> _What the exercise asks_
Every entry must be transcribed without alteration.

*** Opening of Data records ***

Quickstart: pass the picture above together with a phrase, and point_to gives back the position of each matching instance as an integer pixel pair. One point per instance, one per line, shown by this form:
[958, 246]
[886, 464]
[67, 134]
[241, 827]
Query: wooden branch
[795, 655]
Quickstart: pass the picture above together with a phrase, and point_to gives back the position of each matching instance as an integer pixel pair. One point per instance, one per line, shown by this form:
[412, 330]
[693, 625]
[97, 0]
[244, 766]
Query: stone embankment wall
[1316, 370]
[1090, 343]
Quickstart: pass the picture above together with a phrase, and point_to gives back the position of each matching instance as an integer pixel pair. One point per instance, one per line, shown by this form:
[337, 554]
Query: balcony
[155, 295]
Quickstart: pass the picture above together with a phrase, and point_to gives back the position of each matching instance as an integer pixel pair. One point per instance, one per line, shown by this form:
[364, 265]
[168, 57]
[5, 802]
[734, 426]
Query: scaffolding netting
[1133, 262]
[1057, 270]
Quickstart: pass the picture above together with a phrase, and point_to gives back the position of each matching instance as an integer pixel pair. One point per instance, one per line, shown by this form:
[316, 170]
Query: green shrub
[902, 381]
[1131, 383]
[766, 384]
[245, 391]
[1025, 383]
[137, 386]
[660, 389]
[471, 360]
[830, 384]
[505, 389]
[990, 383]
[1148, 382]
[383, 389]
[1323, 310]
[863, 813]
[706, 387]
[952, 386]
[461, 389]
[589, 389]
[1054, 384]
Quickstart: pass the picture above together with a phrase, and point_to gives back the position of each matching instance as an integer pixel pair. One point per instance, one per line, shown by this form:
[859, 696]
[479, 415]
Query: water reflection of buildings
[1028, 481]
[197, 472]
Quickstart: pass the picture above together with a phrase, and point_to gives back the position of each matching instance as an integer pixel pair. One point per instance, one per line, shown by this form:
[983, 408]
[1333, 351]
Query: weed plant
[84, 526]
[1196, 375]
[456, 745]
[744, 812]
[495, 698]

*** Close of Data records ***

> _Task response_
Quickstart: pass the picture above together with a phrase, and point_to gives back the position of each matching instance as an integer pixel pair. One point per instance, one per line, shown by this form:
[958, 246]
[886, 464]
[67, 134]
[241, 827]
Query: wooden branch
[795, 655]
Quickstart: pass the picture above together with a phrase, and point_to gives back the position of each matching instance as an integer pixel pair. One point per instance, one per line, shown by this form:
[412, 330]
[693, 625]
[97, 0]
[244, 766]
Query: stone embankment wall
[1316, 370]
[1090, 343]
Quickstart: pass the picture above together with a phrase, and point_to gives back the position of each matching instance as an integer pixel pair. One point per instance, one per line, shown by this form:
[337, 554]
Query: balcony
[155, 295]
Quickstart: pass the picture above together with a phrase, and point_to gives back the position of each matching instance as an integer pixel pair. One point per instance, one per line, shown by this form:
[364, 265]
[168, 57]
[5, 802]
[734, 426]
Query: scaffolding netting
[1133, 262]
[1057, 270]
Quickstart: pass the picture above together with a phrase, and point_to gives back the position of each matching instance as an integer pixel pair. One point per instance, one per line, shown by this form:
[316, 170]
Query: green shrub
[902, 381]
[1131, 383]
[766, 384]
[245, 391]
[1025, 383]
[137, 386]
[660, 389]
[471, 360]
[830, 384]
[505, 389]
[990, 383]
[1148, 382]
[383, 389]
[1323, 310]
[863, 813]
[706, 387]
[952, 386]
[461, 389]
[589, 389]
[1054, 384]
Quickstart: pass the picture above together with a phrase, and point_to gives back the position of each matching instance as an integer pixel pair. One point per instance, one per line, shown by this form:
[859, 696]
[479, 415]
Query: water reflection of buildings
[1028, 481]
[197, 472]
Quickstart: pass the picture above together with a phrase, and point_to gives back the position of each matching instance as an integer pixel pair. One point per instance, one per line, shown by this form:
[983, 408]
[1333, 351]
Query: weed plant
[84, 526]
[1196, 375]
[456, 745]
[744, 812]
[495, 698]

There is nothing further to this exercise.